# TAREFAS:
1) Reescreva em forma de lista o parágrafo da entrevista sobre divergências políticas que começa com "Precisamos conhecer os nossos limites", mantendo suas ideias principais.
2) Na entrevista sobre divergências políticas, o que Ester Weissheimer Braun aponta como necessário para que os vínculos permaneçam saudáveis?
3) Dê continuidade à entrevista sobre divergências políticas no período eleitoral, começando logo após a última frase apresentada.

# PÁGINA:
..........

Crédito: Arquivo Pessoal

“Quando há trocas e debates de novas ideias, podemos crescer e amadurecer como sujeitos”

Relações consolidadas podem ser abaladas durante o período eleitoral, devido às divergências políticas. Como evitar que isso aconteça?

Ester Weissheimer Braun: Precisamos entender que em todas as relações sociais que nos atravessam há divergências e discordâncias de valores e opiniões, quando se trata de política não é diferente. E para que esses vínculos permaneçam saudáveis é necessário respeito e maturidade das partes envolvidas.

Como manter conversas saudáveis, expondo opiniões diferentes, mas mantendo o respeito e educação?

Precisamos conhecer os nossos limites, ou seja, saber quando algo irá nos deixar fora da nossa normalidade, irritados e nervosos. Sendo assim, quando uma conversa se inicia e nela estão pessoas que não concordam com algum determinado assunto, é necessário autocontrole e saber que, possivelmente, esse diálogo não chegará em algum consenso. Lembrando sempre que, quando há trocas e debates de novas ideias, podemos crescer e amadurecer como sujeitos.

..........

# SEÇÃO DE DADOS:
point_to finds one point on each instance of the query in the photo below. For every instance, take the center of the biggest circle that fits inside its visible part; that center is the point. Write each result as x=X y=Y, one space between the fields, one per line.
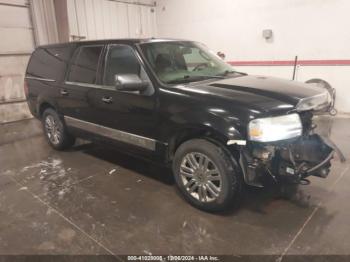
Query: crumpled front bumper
x=287 y=161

..........

# RESPOSTAS DAS TAREFAS:
1)
- É preciso conhecer os próprios limites, ou seja, saber o que nos tira da normalidade e nos deixa irritados e nervosos.
- Em uma conversa com pessoas que discordam de determinado assunto, é necessário autocontrole.
- Convém saber que esse diálogo possivelmente não chegará a um consenso.
- As trocas e os debates de novas ideias nos permitem crescer e amadurecer como sujeitos.

2) Respeito e maturidade das partes envolvidas.

3)
Depois das eleições, quais os melhores caminhos para retomar contatos que foram perdidos durante esse período?

Acredito que agora todos estão bastante exaustos emocionalmente com tanta informação e discordância. É preciso entender a hora certa de voltar ao contato com quem se perdeu nessa trajetória desgastante. Nesse primeiro momento pós-eleições é comum que todas as emoções negativas que este período causou estejam latentes. Analise a situação, perceba se as pessoas envolvidas no conflito estão prontas para retomar o convívio, seja humilde e assim tome a iniciativa de reatar o vínculo perdido.